Mental health has become one of the most widely discussed topics on social media over the past decade. Public conversation about anxiety, depression, burnout and emotional wellbeing has opened up considerably, reducing stigma and making it easier for people to seek help. For brands that want to engage with these conversations – whether because mental health is central to their mission or because it is relevant to their audience – there is a meaningful opportunity, but also a genuine responsibility to get it right.
The Difference Between Awareness And Exploitation
There is an important distinction between raising genuine awareness of mental health issues and using emotional content as a marketing lever without substantive commitment. The former can do real good. The latter tends to generate well-deserved cynicism. Audiences have become adept at identifying when a brand’s engagement with mental health is authentic and when it is performative – and they respond accordingly.
The starting point is to ask whether the engagement serves the audience or the brand. Content that provides genuine information, reduces stigma, directs people to appropriate support, or reflects the brand’s actual practices around workplace wellbeing is substantive. A campaign that borrows the emotional weight of mental health to sell products without contributing anything of value is not.

--- PROBLEMS TO WORK ON ---
• 1. According to the mental health text, what is the starting point for a brand deciding how to engage?
• 2. Continue the mental health text from its final sentence.

(Collected data entries)
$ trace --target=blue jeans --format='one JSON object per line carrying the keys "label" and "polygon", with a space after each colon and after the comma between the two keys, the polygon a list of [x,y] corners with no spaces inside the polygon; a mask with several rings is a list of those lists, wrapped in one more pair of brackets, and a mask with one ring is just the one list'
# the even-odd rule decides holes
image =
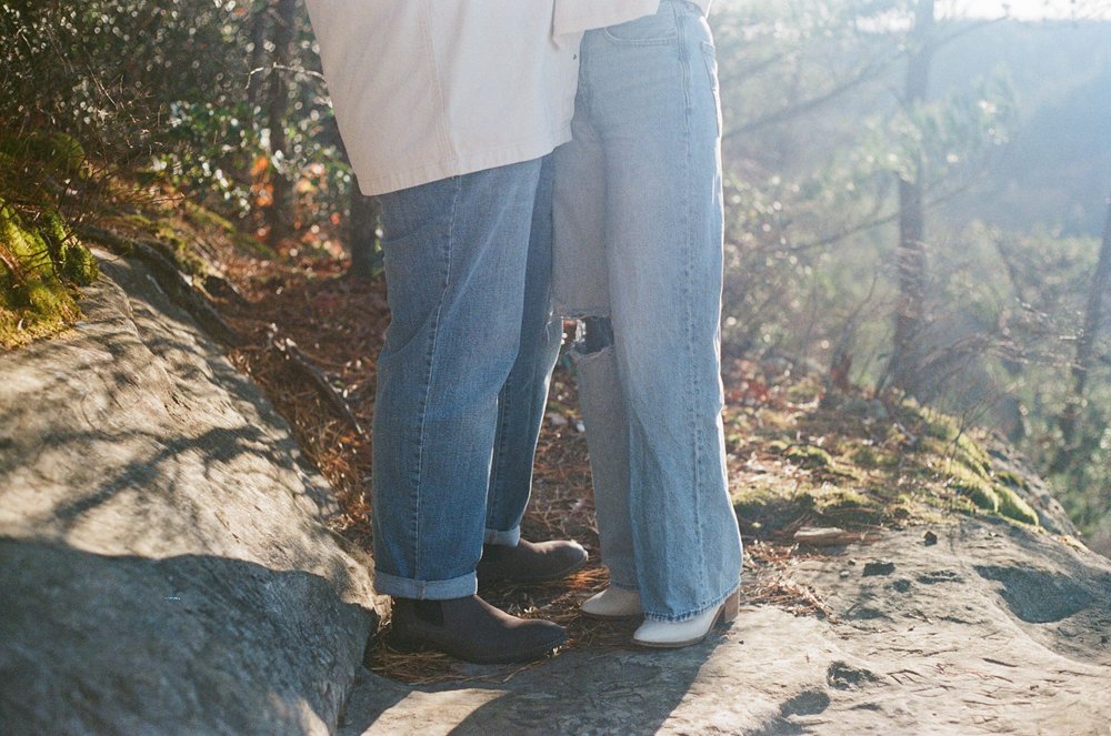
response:
{"label": "blue jeans", "polygon": [[380,196],[392,321],[374,405],[374,584],[476,592],[483,542],[514,545],[561,324],[551,157]]}
{"label": "blue jeans", "polygon": [[588,32],[574,140],[556,154],[556,310],[612,329],[612,344],[572,349],[602,561],[657,621],[717,606],[741,572],[721,424],[713,54],[682,0]]}

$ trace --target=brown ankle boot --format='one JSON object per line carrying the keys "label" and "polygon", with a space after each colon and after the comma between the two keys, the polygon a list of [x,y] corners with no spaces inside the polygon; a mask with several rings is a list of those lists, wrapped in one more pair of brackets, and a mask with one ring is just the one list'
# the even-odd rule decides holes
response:
{"label": "brown ankle boot", "polygon": [[477,595],[450,601],[393,598],[386,643],[401,652],[436,649],[478,664],[529,662],[567,642],[548,621],[510,616]]}
{"label": "brown ankle boot", "polygon": [[557,540],[532,543],[521,540],[516,547],[482,545],[479,583],[543,583],[558,581],[587,562],[587,551],[578,542]]}

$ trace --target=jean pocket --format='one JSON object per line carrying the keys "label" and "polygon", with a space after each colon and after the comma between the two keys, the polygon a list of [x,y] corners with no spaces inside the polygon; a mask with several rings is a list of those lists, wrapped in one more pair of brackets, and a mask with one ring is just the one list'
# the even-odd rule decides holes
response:
{"label": "jean pocket", "polygon": [[603,28],[602,33],[617,46],[664,46],[679,39],[679,24],[670,9],[661,8],[655,14]]}
{"label": "jean pocket", "polygon": [[718,52],[709,41],[702,41],[702,61],[705,62],[705,73],[709,77],[710,91],[713,93],[714,114],[718,118],[718,135],[721,135],[721,88],[718,83]]}

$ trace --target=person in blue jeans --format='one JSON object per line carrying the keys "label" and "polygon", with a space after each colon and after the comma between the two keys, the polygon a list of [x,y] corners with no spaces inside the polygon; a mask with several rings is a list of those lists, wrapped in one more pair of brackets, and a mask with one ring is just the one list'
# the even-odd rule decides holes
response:
{"label": "person in blue jeans", "polygon": [[561,324],[549,301],[551,152],[570,138],[577,48],[557,0],[309,0],[340,132],[381,203],[392,320],[373,424],[374,587],[391,642],[516,662],[567,639],[478,582],[585,562],[521,540]]}
{"label": "person in blue jeans", "polygon": [[[605,4],[605,0],[599,0]],[[684,646],[737,612],[741,540],[721,424],[721,120],[709,0],[590,30],[556,154],[553,299],[573,345],[609,587]]]}

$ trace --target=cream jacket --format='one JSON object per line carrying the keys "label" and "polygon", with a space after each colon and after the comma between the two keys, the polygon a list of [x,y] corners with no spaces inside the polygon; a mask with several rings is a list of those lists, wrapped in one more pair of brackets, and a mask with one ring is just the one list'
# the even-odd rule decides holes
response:
{"label": "cream jacket", "polygon": [[382,194],[570,140],[580,33],[660,0],[307,2],[360,189]]}

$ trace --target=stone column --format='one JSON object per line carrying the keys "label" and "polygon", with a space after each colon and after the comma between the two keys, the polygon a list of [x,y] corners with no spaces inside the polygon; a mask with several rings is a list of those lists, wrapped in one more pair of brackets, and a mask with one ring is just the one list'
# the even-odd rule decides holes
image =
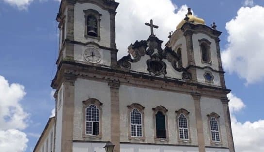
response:
{"label": "stone column", "polygon": [[192,74],[192,80],[194,82],[197,82],[196,70],[193,67],[195,66],[195,62],[194,61],[194,47],[193,45],[193,33],[192,31],[186,30],[184,33],[184,35],[185,36],[186,39],[188,66],[190,66],[189,70]]}
{"label": "stone column", "polygon": [[223,87],[223,88],[226,88],[226,84],[225,83],[225,78],[224,77],[224,70],[223,69],[223,67],[222,66],[221,51],[220,50],[220,46],[219,44],[219,42],[220,42],[220,39],[218,37],[217,37],[214,38],[214,40],[215,41],[215,44],[216,45],[216,52],[217,53],[219,71],[221,72],[219,73],[220,82],[221,83],[221,86],[222,86],[222,87]]}
{"label": "stone column", "polygon": [[111,67],[116,67],[117,65],[117,51],[116,42],[116,12],[110,12],[110,47],[111,54]]}
{"label": "stone column", "polygon": [[198,93],[193,93],[192,94],[192,96],[194,100],[197,139],[199,146],[199,152],[205,152],[203,127],[201,111],[200,99],[201,95]]}
{"label": "stone column", "polygon": [[227,141],[228,143],[228,147],[229,147],[229,152],[235,152],[232,127],[230,120],[230,113],[229,113],[229,108],[228,107],[228,102],[229,102],[229,100],[227,98],[222,98],[221,100],[223,104],[224,117],[225,117],[225,124],[227,131]]}
{"label": "stone column", "polygon": [[75,80],[66,80],[63,83],[61,152],[72,152]]}
{"label": "stone column", "polygon": [[108,83],[111,93],[111,140],[116,145],[114,152],[120,152],[120,112],[119,92],[120,83],[111,81]]}

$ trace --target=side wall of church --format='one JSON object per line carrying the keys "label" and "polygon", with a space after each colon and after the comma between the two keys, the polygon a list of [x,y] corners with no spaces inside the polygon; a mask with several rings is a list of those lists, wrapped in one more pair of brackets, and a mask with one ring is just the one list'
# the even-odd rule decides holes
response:
{"label": "side wall of church", "polygon": [[[62,91],[62,94],[63,94],[63,85],[61,86],[60,90]],[[62,98],[62,96],[60,94],[58,95],[58,101],[60,100],[60,98]],[[62,111],[63,107],[62,106],[63,103],[63,100],[61,100],[61,103],[60,105],[58,105],[57,106],[57,113],[56,116],[56,133],[55,133],[55,141],[56,146],[55,146],[55,152],[60,152],[61,149],[61,141],[62,141]]]}
{"label": "side wall of church", "polygon": [[205,146],[211,146],[210,143],[211,134],[209,131],[209,125],[208,125],[208,117],[207,115],[212,112],[214,112],[220,116],[219,118],[220,122],[219,122],[219,123],[221,133],[221,141],[222,145],[219,144],[217,146],[228,147],[225,126],[226,122],[225,122],[224,109],[223,108],[222,101],[220,99],[204,97],[202,97],[200,100],[201,111]]}
{"label": "side wall of church", "polygon": [[[100,22],[100,40],[84,37],[85,18],[83,10],[96,10],[102,15]],[[74,40],[86,43],[94,41],[99,45],[110,47],[110,15],[108,11],[90,3],[77,3],[74,5]]]}
{"label": "side wall of church", "polygon": [[[192,96],[185,94],[177,93],[158,91],[149,89],[137,88],[121,85],[119,89],[120,111],[120,142],[134,142],[148,143],[178,144],[178,132],[176,127],[176,110],[184,108],[190,112],[189,127],[191,144],[197,145],[197,131],[194,102]],[[144,141],[130,141],[128,138],[129,127],[128,105],[137,103],[145,107],[144,109],[145,133],[146,139]],[[168,142],[166,141],[155,141],[154,134],[154,124],[153,110],[152,108],[162,106],[167,108],[168,116]]]}
{"label": "side wall of church", "polygon": [[100,65],[110,66],[111,65],[111,52],[109,50],[104,50],[103,49],[96,47],[95,46],[83,46],[78,44],[74,45],[74,60],[78,61],[80,63],[87,63],[87,61],[84,58],[83,54],[84,51],[89,47],[93,46],[96,48],[96,49],[99,51],[101,54],[101,61],[98,63]]}
{"label": "side wall of church", "polygon": [[74,114],[73,120],[73,140],[83,140],[82,134],[85,127],[84,104],[82,101],[95,98],[101,102],[102,111],[101,139],[90,138],[84,140],[93,141],[110,141],[111,130],[110,89],[107,83],[77,78],[75,81],[74,91]]}

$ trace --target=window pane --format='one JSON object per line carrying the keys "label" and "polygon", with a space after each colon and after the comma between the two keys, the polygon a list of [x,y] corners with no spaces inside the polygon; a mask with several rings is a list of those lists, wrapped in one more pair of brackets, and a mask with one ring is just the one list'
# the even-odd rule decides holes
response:
{"label": "window pane", "polygon": [[156,129],[157,138],[166,138],[165,116],[159,111],[156,115]]}

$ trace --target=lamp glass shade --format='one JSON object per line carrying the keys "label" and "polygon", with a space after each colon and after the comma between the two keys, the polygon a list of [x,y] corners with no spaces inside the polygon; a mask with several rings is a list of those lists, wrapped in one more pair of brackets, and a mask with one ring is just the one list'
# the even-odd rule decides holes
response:
{"label": "lamp glass shade", "polygon": [[105,152],[113,152],[114,147],[115,147],[115,145],[113,145],[111,142],[108,142],[104,147],[104,148],[105,149]]}

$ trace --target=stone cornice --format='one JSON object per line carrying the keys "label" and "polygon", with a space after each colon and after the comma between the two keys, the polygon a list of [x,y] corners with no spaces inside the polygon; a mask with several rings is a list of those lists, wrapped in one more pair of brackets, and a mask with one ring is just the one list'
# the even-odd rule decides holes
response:
{"label": "stone cornice", "polygon": [[229,89],[182,81],[176,79],[159,77],[147,74],[126,72],[68,61],[62,61],[58,68],[58,71],[60,72],[57,72],[51,84],[54,89],[56,89],[64,81],[63,78],[65,76],[67,76],[73,79],[82,77],[106,83],[109,83],[111,80],[120,81],[120,83],[122,85],[186,94],[197,92],[203,96],[219,99],[225,97],[231,91]]}

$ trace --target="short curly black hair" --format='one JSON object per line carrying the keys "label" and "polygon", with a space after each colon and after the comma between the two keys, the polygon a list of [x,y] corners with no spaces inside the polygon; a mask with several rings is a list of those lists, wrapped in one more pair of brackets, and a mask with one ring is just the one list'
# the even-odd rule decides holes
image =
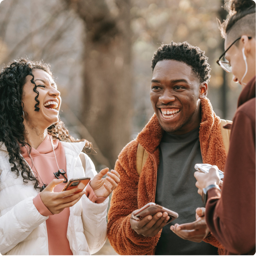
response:
{"label": "short curly black hair", "polygon": [[197,76],[199,76],[200,83],[209,83],[211,68],[205,53],[198,47],[193,46],[187,42],[176,43],[172,41],[169,44],[162,44],[155,52],[152,59],[151,67],[154,71],[157,63],[164,60],[181,61],[192,68]]}

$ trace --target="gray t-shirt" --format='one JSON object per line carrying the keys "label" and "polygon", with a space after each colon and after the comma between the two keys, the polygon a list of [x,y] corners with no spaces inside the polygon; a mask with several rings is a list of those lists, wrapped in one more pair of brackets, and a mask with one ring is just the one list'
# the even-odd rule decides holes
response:
{"label": "gray t-shirt", "polygon": [[202,163],[199,127],[182,135],[164,133],[160,145],[156,203],[179,214],[179,218],[163,229],[156,255],[218,255],[209,244],[185,240],[170,229],[171,225],[195,220],[195,209],[204,207],[198,194],[194,177],[196,163]]}

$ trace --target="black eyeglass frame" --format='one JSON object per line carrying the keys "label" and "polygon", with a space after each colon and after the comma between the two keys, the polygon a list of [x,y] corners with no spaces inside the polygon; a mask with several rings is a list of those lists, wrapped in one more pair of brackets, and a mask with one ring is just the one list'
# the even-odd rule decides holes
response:
{"label": "black eyeglass frame", "polygon": [[[239,38],[237,38],[237,39],[236,39],[236,40],[235,40],[233,43],[232,43],[232,44],[231,44],[230,45],[230,46],[227,49],[227,50],[226,50],[226,51],[225,51],[225,52],[223,52],[223,53],[222,53],[222,54],[221,54],[221,57],[220,57],[220,58],[219,58],[219,59],[218,60],[218,61],[217,61],[216,63],[217,64],[219,65],[219,66],[220,66],[221,67],[221,65],[220,64],[220,61],[221,61],[221,60],[222,58],[224,56],[224,55],[226,54],[226,52],[227,52],[227,51],[228,51],[230,49],[230,47],[231,47],[231,46],[232,46],[232,45],[233,45],[233,44],[235,44],[235,43],[236,43],[237,41],[240,40],[241,39],[241,36],[240,36],[240,37],[239,37]],[[250,39],[251,39],[253,38],[251,36],[248,36],[248,39],[250,40]],[[223,61],[223,62],[225,62],[226,63],[228,63],[229,62],[228,61]],[[227,70],[225,70],[227,71]]]}

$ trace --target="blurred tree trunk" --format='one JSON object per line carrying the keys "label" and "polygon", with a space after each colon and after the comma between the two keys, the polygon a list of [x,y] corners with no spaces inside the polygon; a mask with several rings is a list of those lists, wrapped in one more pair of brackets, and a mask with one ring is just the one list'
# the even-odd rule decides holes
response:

--- ANSWERS BY ITEM NUMBER ---
• 1. Asking whether the engagement serves the audience or the brand.

• 2.
Language And Representation Matter
The language used to discuss mental health on social media carries real consequences. Terms that trivialise clinical experiences – using ‘OCD’ to mean tidiness, ‘bipolar’ to mean changeable, ‘psychotic’ as a synonym for extreme – can cause harm to people who live with those conditions. Content that unintentionally reinforces harmful stereotypes about mental illness, or that presents recovery as simpler than it is, can mislead people who are struggling.
Consulting with mental health professionals or people with lived experience before publishing content in this area is a reasonable precaution that helps avoid inadvertent harm. Mind offers guidance to media and communications professionals on responsible reporting and representation of mental health topics.
Signposting And Support
Any brand regularly engaging with mental health content should have a clear policy on signposting – directing followers who are struggling towards appropriate professional support. Including helpline numbers, links to mental health resources, or encouragement to speak to a GP in content that touches on difficult emotional experiences is basic responsible practice.
This is particularly important for brands with large or young audiences, where the likelihood of reaching someone in genuine distress is higher. The comment sections and DMs of mental health-adjacent content can attract people in crisis, and having a protocol for how to respond with care and appropriate referral is essential.
Internal Alignment
It is difficult to communicate credibly about mental health externally if the organisation does not reflect those values internally. Brands whose public mental health messaging is undermined by poor working conditions, high staff turnover or a culture that stigmatises struggle create an obvious and damaging contradiction.
Sustained Rather Than Seasonal
Mental health should not be a topic that only appears during awareness weeks. Consistent social media management from a company like 99social can help integrate responsible mental health communication into an ongoing content strategy.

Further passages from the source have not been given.